_VORGEGEBENE ANWEISUNG 1_: Fasse in der Rezension zu „Sway“ den Absatz, der mit „Von der Castingshow zur 7/10“ beginnt, kürzer zusammen und behalte dabei seine wesentlichen Fakten bei.
_VORGEGEBENE ANWEISUNG 2_: Führe die Rezension zu Tove Styrkes Album „Sway“ nach ihrem letzten Satz fort.

_AUSGEWÄHLTER AUSZUG_:
__________

Tove Styrke - Sway
RCA / SonyVÖ: 04.05.2018
Faszination Echtheit
Von der Castingshow zur 7/10 bei Plattentests.de. Eigentlich kaum vorstellbar, wartet die Welt noch immer auf das erste wenigstens durchschnittliche Album eines Siegers bei "Deutschland Sucht Den Superstar", doch jenseits des deutschsprachigen Tellerrands geht man zum Glück etwas umsichtiger mit internationalen Pop-Standards um. Die damals erst 16-jährige Schwedin Tove Styrke wurde 2009 Dritte beim "American-Idol"-Spin-off ihres Heimatlands. Eine knappe Dekade und zwei Alben später nutzt sie den Freiraum zwischen Tourneen mit Lorde und Katy Perry, um sich mit dem Release ihres Drittlings wie im Vorbeigehen in der Chefetage des Genres zu platzieren. "Sway" ist eine knappe halbe Stunde nah an der Pop-Perfektion, die bei aller Konzision und schamloser Charts-Tauglichkeit immer genug Platz für dezente Experimente lässt. Etwas Ähnliches versuchte die ästhetisch und melodisch vergleichbare Charli XCX mit "Pop 2", doch ließ dessen radikaler Dekonstruktionsdrang stellenweise das Wichtigste außer Acht: Jede noch so willkommene Wagnisbereitschaft bringt nichts, wenn der darunterliegende Song nicht stark genug ist, sie zu schultern.

__________

_EINTRÄGE IM DATENSATZ_:
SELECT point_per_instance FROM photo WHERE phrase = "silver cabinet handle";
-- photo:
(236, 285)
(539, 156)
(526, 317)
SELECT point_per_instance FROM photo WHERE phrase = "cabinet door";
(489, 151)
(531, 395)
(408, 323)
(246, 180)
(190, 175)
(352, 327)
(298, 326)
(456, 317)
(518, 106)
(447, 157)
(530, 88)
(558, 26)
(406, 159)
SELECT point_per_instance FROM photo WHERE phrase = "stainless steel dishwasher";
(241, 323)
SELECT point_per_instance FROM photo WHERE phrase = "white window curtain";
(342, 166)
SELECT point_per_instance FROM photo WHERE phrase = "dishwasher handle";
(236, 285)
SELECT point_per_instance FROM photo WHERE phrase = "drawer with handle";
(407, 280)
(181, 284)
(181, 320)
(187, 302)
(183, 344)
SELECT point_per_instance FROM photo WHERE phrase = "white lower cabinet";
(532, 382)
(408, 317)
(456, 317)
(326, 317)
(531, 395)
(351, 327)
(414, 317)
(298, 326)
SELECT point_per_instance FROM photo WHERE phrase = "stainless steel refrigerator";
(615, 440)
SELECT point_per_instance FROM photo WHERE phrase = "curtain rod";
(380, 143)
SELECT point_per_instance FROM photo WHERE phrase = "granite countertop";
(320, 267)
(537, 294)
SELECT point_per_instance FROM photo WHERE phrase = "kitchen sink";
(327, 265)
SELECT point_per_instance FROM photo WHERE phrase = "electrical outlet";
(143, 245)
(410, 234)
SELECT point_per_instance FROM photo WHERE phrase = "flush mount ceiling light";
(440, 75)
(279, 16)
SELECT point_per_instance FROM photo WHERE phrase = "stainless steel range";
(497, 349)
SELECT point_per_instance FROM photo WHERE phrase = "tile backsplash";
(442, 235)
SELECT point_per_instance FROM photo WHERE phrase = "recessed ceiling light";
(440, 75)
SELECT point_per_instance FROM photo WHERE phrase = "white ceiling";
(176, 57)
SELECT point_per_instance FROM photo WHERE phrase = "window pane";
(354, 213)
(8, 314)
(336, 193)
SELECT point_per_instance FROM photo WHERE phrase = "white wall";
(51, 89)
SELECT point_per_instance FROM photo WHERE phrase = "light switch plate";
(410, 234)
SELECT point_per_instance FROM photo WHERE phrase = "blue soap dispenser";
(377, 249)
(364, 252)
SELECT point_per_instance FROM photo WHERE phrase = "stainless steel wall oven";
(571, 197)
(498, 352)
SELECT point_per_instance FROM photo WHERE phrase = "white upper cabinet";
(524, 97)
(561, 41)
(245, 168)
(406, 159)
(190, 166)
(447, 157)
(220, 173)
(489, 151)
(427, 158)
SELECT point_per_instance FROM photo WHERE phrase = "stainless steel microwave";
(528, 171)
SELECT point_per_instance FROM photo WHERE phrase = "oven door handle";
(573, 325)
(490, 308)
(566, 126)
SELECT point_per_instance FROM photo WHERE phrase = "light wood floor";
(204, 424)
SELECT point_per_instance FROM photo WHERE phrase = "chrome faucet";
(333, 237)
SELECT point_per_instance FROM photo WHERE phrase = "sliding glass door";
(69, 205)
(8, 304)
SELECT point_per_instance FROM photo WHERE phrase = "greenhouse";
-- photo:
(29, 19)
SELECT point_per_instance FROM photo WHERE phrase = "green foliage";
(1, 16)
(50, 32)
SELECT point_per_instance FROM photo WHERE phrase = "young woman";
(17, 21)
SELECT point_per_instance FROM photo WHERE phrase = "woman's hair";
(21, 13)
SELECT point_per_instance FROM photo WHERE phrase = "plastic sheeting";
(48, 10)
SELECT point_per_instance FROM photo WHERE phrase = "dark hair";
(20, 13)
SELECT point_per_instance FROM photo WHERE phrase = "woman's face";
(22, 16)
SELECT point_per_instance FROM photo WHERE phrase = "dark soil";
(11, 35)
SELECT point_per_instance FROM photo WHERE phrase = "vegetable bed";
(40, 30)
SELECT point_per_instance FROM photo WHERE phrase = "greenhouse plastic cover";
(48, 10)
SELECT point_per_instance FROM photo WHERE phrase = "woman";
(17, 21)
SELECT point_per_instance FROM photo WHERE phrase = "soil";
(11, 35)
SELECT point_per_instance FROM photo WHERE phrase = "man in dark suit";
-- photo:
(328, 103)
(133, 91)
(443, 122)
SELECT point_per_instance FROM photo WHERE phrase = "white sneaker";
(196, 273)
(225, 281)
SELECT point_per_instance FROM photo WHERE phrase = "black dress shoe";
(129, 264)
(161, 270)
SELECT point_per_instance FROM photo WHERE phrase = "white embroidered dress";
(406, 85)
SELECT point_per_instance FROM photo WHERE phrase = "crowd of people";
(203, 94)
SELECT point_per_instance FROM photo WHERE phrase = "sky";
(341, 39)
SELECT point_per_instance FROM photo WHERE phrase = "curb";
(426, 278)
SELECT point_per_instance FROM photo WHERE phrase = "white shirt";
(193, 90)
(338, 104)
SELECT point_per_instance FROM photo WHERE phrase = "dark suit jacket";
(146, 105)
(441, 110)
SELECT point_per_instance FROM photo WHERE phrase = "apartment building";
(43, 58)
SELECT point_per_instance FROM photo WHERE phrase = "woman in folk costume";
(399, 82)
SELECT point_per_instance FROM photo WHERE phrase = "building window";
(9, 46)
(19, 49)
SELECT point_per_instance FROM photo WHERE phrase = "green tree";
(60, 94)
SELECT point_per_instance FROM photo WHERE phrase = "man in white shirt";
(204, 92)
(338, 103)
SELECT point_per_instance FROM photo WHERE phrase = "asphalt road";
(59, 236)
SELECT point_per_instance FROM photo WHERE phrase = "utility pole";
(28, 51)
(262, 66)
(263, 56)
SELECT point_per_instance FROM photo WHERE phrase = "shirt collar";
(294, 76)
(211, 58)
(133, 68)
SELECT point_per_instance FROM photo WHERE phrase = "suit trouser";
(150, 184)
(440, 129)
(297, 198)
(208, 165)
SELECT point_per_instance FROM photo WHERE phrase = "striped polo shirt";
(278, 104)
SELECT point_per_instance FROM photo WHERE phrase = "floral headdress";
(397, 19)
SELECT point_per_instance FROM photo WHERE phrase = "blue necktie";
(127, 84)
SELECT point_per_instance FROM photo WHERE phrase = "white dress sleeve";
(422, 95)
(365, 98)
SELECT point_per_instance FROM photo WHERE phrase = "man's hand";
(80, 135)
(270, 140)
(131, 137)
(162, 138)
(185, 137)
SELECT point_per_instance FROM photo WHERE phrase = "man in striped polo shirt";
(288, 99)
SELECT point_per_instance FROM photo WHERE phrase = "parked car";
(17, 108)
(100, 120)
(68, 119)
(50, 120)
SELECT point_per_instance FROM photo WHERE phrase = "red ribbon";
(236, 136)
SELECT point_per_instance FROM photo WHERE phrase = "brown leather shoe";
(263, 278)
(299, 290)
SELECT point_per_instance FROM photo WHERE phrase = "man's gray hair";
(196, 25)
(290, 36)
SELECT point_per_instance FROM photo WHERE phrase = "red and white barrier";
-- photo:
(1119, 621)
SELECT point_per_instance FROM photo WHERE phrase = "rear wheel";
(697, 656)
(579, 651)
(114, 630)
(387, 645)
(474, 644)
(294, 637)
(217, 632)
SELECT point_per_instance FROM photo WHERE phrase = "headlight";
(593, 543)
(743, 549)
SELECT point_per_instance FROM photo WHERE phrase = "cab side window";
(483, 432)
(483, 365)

__________

_ANTWORT ZUR ÜBUNG 1_: Kein Sieger von „Deutschland Sucht Den Superstar“ hat bisher auch nur ein durchschnittliches Album vorgelegt. Tove Styrke dagegen wurde 2009 mit 16 Jahren Dritte im schwedischen „American-Idol“-Ableger und kommt nun mit ihrem dritten Album auf 7/10 bei Plattentests.de. Knapp zehn Jahre und zwei Alben später, zwischen Tourneen mit Lorde und Katy Perry, erreicht sie mit „Sway“ die Spitze des Genres. Das Album ist eine knappe halbe Stunde nah an der Pop-Perfektion: knapp und chartstauglich, aber mit Raum für dezente Experimente. Die vergleichbare Charli XCX versuchte Ähnliches mit „Pop 2“. Ihr radikaler Hang zur Dekonstruktion übersah jedoch stellenweise, dass Wagnisse nur wirken, wenn der Song stark genug ist.

_ANTWORT ZUR ÜBUNG 2_:
Styrke hat mit solchen Problemen nichts am Hut, eine konzentriertere Hit-Sammlung als die ersten fünf Songs von "Sway" wird man nur schwerlich finden. Der Opener und Titeltrack torkelt mit stakkato-artigem Gesang an einem verschachtelten Beat entlang, infektiöse Melodien öffnen die Türen, die die komplexe Rhythmik zuvor zugeschlagen hat. Auch "Say my name", "Mistakes" und das vom Rolling Stone zu einer der besten Singles 2017 gekürte "Changed my mind" spielen wunderbar mit dem Kontrast von Sperrigkeit und unglaublich euphorischen Pop-Hooks. Dazwischen tänzelt gleichermaßen federleicht wie melancholisch "On the low" umher, das klingt, als hätte FKA Twigs Lykke Lis Debütalbum "Youth novels" produziert, ein ruhiger Rückzugspunkt inmitten der umgebenden Party. Es ist beeindruckend, wie präzise alles auf diesem Album ist, vom messerscharfen Songwriting zu den minimalistischen Arrangements, die Versatzstücke aus EDM, R'n'B und Elektropop zu einer ganz eigenen musikalischen Vision zusammensetzen. Styrke beweist dabei auch ein großartiges Gespür für Details, baut hier ein Alltags-Sample wie ein vibrierendes Smartphone und da eine kurz andauernde Stimmverzerrung ein, immer mit Funktion für die gerade transportierte Geschichte oder Emotion.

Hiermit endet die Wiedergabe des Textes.